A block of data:
"""
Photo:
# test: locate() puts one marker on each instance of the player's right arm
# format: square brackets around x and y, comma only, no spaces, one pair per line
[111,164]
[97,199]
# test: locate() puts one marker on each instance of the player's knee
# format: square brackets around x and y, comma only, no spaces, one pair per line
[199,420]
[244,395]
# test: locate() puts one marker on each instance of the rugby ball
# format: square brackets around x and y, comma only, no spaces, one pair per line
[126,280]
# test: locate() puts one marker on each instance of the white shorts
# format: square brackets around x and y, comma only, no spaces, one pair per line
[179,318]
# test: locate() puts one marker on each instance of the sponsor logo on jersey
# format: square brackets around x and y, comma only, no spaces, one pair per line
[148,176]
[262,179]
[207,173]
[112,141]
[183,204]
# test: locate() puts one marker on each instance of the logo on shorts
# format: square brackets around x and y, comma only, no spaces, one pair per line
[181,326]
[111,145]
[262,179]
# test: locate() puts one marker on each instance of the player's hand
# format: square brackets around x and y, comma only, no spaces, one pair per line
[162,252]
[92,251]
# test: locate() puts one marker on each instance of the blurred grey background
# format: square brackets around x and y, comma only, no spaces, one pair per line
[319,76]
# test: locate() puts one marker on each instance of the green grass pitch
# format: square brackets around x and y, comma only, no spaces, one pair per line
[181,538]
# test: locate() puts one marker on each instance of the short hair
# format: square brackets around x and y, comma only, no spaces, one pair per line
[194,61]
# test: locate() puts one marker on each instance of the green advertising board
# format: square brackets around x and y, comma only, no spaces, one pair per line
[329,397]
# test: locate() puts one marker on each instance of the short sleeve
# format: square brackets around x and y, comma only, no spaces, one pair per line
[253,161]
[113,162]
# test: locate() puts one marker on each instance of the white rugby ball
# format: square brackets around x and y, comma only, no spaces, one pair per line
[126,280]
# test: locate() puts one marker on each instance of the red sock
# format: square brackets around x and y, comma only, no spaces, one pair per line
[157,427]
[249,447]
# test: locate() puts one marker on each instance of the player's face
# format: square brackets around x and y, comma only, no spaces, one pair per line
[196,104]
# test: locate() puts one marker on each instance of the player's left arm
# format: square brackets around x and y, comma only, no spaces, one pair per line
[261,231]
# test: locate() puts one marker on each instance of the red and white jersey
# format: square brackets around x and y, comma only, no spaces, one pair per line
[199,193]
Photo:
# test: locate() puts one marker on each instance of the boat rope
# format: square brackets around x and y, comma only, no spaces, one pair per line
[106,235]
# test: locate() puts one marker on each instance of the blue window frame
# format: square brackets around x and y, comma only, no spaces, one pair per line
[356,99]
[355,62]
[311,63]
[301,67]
"""
▸ **WHAT YOU HAVE TO DO**: Can you express every line of the listing above as a JSON list of strings, one string per line, with blank lines left out?

▸ **OUTPUT**:
[
  "Photo:",
  "# test: locate() puts one marker on each instance of the player's right arm",
  "# format: square brackets around x and y, comma only, no spaces, one pair per line",
  "[111,164]",
  "[97,199]",
  "# test: locate() puts one marker on each instance of the player's knee",
  "# format: square brackets around x and y, comma only, no spaces, one pair per line",
  "[199,420]",
  "[244,395]",
  "# test: locate() puts one marker on each instance of the rugby ball",
  "# format: square brackets around x and y, comma only, no spaces, one pair per line",
  "[126,280]",
  "# test: locate() puts one marker on each instance of the white shorts",
  "# format: square brackets around x and y, comma only, no spaces, one pair per line",
  "[179,318]",
  "# test: locate() puts one marker on each instance of the sponsor logo on jersey",
  "# format: square brackets around x and y, comma only, no spaces, one pair per line",
  "[148,176]",
  "[262,179]",
  "[207,173]",
  "[112,141]",
  "[183,204]",
  "# test: locate() puts one marker on each instance of the logo on shorts",
  "# format: square brackets around x and y, comma only, no spaces, one pair per line",
  "[181,326]",
  "[111,145]",
  "[262,179]",
  "# test: locate() puts one marker on each instance of the player's hand",
  "# format: square brackets around x and y, comma only, no spaces, one pair per line",
  "[162,252]",
  "[92,251]",
  "# test: locate() puts one marker on each instance of the blurred grey background",
  "# format: square brackets around x and y, comma only, no spaces, one pair per line",
  "[319,76]",
  "# test: locate() puts one marker on each instance of the green grass pitch",
  "# format: square brackets around x and y, comma only, no spaces, one pair per line",
  "[181,538]",
  "# test: locate() puts one marker on each instance of the short hair",
  "# format: square brackets around x and y, comma only, no spaces, one pair per line",
  "[194,61]",
  "# test: locate() puts one marker on each instance of the green advertising board",
  "# format: square brackets around x and y, comma only, no spaces, one pair per line",
  "[329,397]",
  "# test: locate() puts one marker on each instance of the short sleeve",
  "# format: square brackets around x and y, comma only, no spaces, one pair per line",
  "[253,161]",
  "[113,162]",
  "# test: locate() puts one marker on each instance of the white rugby ball",
  "# format: square brackets around x and y, comma only, no spaces, one pair per line",
  "[126,280]",
  "# test: locate() puts one marker on each instance of the red sock",
  "# format: square brackets around x and y, comma only, no spaces, one pair per line",
  "[157,427]",
  "[249,447]",
  "# test: locate() puts one marker on each instance of the player's face",
  "# format: square brackets around x and y, comma only, no spaces, one pair per line",
  "[196,104]",
  "# test: locate() puts one marker on each instance of the player's left arm",
  "# format: square brackets around x and y, comma only, no spaces, one pair per line",
  "[261,231]",
  "# test: locate() puts one marker on each instance of the red and white jersey",
  "# format: square brackets around x and y, comma only, no spaces, one pair per line",
  "[199,193]",
  "Photo:",
  "# test: locate() puts one marker on each instance of the boat rope",
  "# format: square brackets around x and y, comma only, no spaces, one pair per line",
  "[106,235]",
  "# test: locate() puts one marker on each instance of the blue window frame",
  "# format: square brackets around x and y, comma only, no spaces, one pair per line",
  "[356,99]",
  "[355,62]",
  "[311,63]",
  "[301,67]"
]